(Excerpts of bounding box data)
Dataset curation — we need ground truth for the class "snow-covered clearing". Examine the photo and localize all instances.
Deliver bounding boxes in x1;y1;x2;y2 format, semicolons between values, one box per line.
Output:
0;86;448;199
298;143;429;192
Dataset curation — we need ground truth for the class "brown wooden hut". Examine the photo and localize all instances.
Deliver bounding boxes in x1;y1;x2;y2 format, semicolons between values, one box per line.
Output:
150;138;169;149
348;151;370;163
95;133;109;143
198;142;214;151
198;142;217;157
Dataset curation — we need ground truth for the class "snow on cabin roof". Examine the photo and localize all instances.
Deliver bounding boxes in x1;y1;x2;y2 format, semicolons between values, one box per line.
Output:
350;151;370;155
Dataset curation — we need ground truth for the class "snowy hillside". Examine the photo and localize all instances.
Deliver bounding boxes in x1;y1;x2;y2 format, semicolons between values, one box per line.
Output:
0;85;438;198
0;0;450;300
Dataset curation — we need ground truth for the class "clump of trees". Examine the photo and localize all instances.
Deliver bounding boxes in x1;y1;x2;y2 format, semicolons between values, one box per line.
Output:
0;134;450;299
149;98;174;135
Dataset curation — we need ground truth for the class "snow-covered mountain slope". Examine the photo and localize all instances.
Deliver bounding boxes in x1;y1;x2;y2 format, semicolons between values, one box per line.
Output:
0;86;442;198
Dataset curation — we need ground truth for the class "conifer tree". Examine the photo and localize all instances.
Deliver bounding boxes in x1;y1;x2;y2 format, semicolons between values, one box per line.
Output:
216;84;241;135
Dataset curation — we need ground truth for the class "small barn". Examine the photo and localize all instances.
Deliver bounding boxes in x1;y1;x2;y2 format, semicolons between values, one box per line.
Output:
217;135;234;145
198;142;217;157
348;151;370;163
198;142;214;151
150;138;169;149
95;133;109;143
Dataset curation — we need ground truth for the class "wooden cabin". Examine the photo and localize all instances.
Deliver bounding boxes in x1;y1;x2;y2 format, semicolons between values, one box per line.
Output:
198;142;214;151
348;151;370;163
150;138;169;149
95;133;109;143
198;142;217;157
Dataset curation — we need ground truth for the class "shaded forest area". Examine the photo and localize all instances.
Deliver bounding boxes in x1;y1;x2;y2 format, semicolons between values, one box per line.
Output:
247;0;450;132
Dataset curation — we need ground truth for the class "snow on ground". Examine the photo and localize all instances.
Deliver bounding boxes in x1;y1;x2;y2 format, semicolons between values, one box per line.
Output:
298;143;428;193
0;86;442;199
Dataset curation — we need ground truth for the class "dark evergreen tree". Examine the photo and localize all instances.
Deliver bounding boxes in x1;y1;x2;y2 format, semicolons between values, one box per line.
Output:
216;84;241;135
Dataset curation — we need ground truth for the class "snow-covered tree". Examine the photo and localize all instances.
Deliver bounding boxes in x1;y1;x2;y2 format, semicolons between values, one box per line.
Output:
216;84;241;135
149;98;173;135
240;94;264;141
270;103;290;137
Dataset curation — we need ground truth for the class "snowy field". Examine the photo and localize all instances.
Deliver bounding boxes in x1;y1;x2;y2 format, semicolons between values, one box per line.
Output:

PROBLEM TO SOLVE:
Give all the records again. Match them exactly.

WRITTEN ANSWER:
Dataset curation — we need ground truth for the class "snow-covered clearing". Examine the photo and localize all instances.
Deliver bounding boxes in x1;y1;x2;y2 format, semicolons between values, one box per line.
Output:
0;86;448;199
298;143;429;192
Dataset curation — we need ground truth for the class "brown wooden hut". Examine the photo and localize all instances.
Deliver bounding boxes in x1;y1;x2;y2 format, semicolons between values, one box per line.
Output:
150;138;169;149
348;151;370;163
95;133;109;143
198;142;214;151
198;142;217;157
Dataset curation — we need ground truth for the class "snow on cabin roof". Examine the photo and localize all instances.
Deliver bounding boxes in x1;y1;x2;y2 format, semicolons between values, one box per line.
Output:
350;151;370;155
Dataset curation — we need ground truth for the class "snowy hillside". Examine the photo and localize all instances.
Deliver bounding boxes in x1;y1;x2;y2 format, semicolons between values, one box per line.
Output:
0;85;438;198
0;0;450;300
Dataset curation — we need ground truth for the class "clump of trees". Examine the photo and localize all instances.
Deliver bounding boxes in x1;y1;x2;y2 format, semicolons between values, one box per line.
Output:
0;134;450;299
149;98;174;135
Dataset curation — we need ground truth for the class "snow-covered mountain slope". Examine the photo and localize all instances.
Deliver bounding boxes in x1;y1;x2;y2 format, semicolons between values, one box per line.
Output:
0;86;442;198
Dataset curation — we need ground truth for the class "conifer tree". Examine the photo and localize all instances.
Deliver bounding boxes in x1;y1;x2;y2 format, semicolons between values, one box per line.
Output:
216;84;241;135
Dataset curation — we need ground truth for the class "small barn". Examine the photo and localize all instances.
Deliver bounding boxes in x1;y1;x2;y2 format, semicolons between values, one box per line.
Output:
217;135;234;145
198;142;217;157
348;151;370;163
198;142;214;151
150;138;169;149
95;133;109;143
Dataset curation — we need ground truth for the class "wooden cabin". Examine the photo and localize all instances.
Deliver bounding boxes in x1;y1;x2;y2 format, semicolons between values, one box per line.
Output:
198;142;214;151
348;151;370;163
150;138;169;149
95;133;109;143
198;142;217;157
Dataset curation — we need ground truth for the class "shaded forest area". Examine the photo and localize all instances.
Deliver bounding boxes in x1;y1;x2;y2 format, semicolons between values, one box per line.
Output:
247;0;450;132
Dataset curation — we need ground truth for the class "snow on ground". Examine the photo and localize all instances.
Deliver bounding boxes in x1;y1;x2;y2 format, semicolons between values, one box per line.
Output:
298;143;428;193
0;86;442;199
Dataset curation — we need ground truth for the class "dark evergreen tree". Examine the photo and localize all instances.
Deliver bounding boxes in x1;y1;x2;y2 format, semicolons between values, one box per line.
Output:
216;84;241;135
Dataset curation — we need ground truth for the class "snow-covered tree". Examine the photo and localize all instances.
Deliver bounding boxes in x1;y1;x2;y2 format, semicolons between values, one box per line.
Output:
216;84;241;135
149;98;173;135
240;94;264;141
270;103;290;137
Dataset curation — we need ground truth for the class "snowy field". Examine the photo and localize all instances.
Deliver bounding boxes in x1;y1;x2;y2 format, semicolons between values, one box per line.
Output:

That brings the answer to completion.